> _TASK REQUIREMENTS_
Answer these questions from the course description.
1. How many live evening sessions does the course run?
2. How many minutes of cohort report-back open every session?
3. Whose staff actively curate between-session questions, peer connections, and pattern-spotting?

> _TEXT EXCERPT_
^^^^^^^^
Short programme
The AI Operator
The thesis
Stop chatting with AI. Start operating it. Six evenings, one working AI system — yours.
This is not an AI leadership course, and it is not a prompting course. The most effective founders run AI in closed loops: everything logged, every decision recorded, every output feeding the next run so the system compounds and gets more useful every week. Vibe coding could get you a throwaway prototype; agentic engineering writing specs, engineering context, delegating work to AI agents, and verifying the result builds things that actually work. Over six live evening sessions, you learn that method from practitioners who run these systems daily, and you apply it: you leave with a working AI system built around a real pain point in your own work with at least one other person already using it or its output by Demo Day and the loop that makes it smarter every week. Not slides about what AI could do. A system that is already doing it.
What makes this course different
By the end of this course, participants will be able to:
- Claude Code in the terminal is the spine. Not a session 5 advanced topic. From Day 1, you operate in the environment that senior practitioners actually use — the same one that has overtaken browser-based chatbots as the frontier interface for serious work.
- You ship a real artifact, not a personal commitment. By the end of this course, you have deployed an internal tool at your company, used by at least one colleague. The course doesn't end with a 90-day plan. It ends with something that exists.
- Practice between every session, made public. Mon–Wed–Fri rhythm means 48-hour feedback loops. Every assignment gets posted to the cohort Slack — Loom, screen recording, write-up. Public commitment is the engine.
- Peer learning is not an extra. It is the design. Every session opens with 20 minutes of cohort report-back. The most valuable signal in any AI cohort comes from the person sitting next to you. We make that the structural centre, not a coffee break.
- Practitioner-led, currency-obsessed. Sessions are taught by a senior practitioner currently building with AI in industry. The curriculum is rewritten before every cohort because the underlying technology genuinely changes that fast. We turn that pace into the lesson.
- A dedicated program manager runs the cohort. Between-session questions, peer connections, and pattern-spotting are actively curated by ESCP Blue Factory staff. The instructor focuses on session quality. The cohort never goes quiet.
Who this is for
Entrepreneurs, founders and corporate operators who approach AI from a business and execution perspective and want to translate it into concrete workflows, prototypes and use cases. No coding background required this course does not teach you to code; it teaches you to direct agents that work for you. You should be comfortable installing software on your own laptop (the course works in the terminal, with Claude Code) and willing to do real work between sessions. This is a build cohort, not a passive overview if you want slides, this is the wrong course.
How the cohort works
The roles
The course is delivered by three roles, each with a clear remit:
- Lead instructor — a senior practitioner who teaches the live sessions, reacts in real time to what the cohort is bringing, and surfaces patterns. Focused on session quality, not async support.
^^^^^^^^
> _EXTRACTED RECORDS_
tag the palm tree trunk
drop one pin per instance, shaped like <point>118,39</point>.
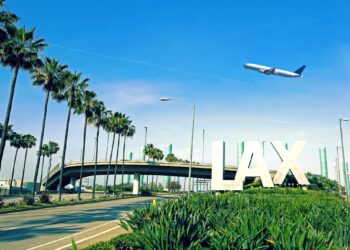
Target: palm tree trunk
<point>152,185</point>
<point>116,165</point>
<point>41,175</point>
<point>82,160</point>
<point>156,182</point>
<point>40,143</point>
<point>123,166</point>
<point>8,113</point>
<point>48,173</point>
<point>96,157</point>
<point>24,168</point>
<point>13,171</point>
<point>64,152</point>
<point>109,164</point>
^^^^^^^^
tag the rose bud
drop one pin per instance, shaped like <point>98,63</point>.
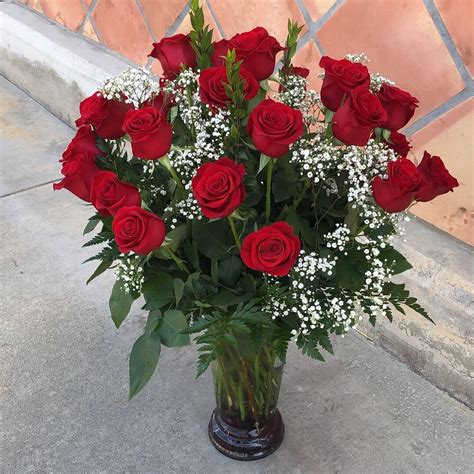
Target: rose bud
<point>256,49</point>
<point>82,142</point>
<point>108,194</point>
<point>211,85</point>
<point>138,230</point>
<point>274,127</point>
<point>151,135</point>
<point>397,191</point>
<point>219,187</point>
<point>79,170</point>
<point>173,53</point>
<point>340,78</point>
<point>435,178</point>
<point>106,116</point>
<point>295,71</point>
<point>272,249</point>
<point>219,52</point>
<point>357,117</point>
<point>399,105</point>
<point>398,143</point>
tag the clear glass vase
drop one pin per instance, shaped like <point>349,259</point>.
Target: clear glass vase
^^^^^^^^
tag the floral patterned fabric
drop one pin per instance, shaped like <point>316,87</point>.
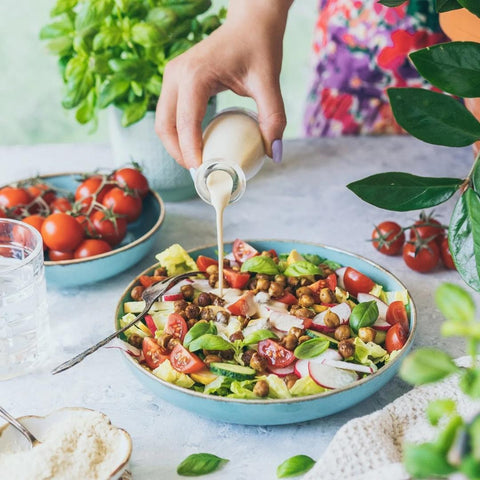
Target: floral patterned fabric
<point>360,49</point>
^^^^^^^^
> _ANSWER AREA_
1. Six.
2. 20 minutes.
3. ESCP Blue Factory staff.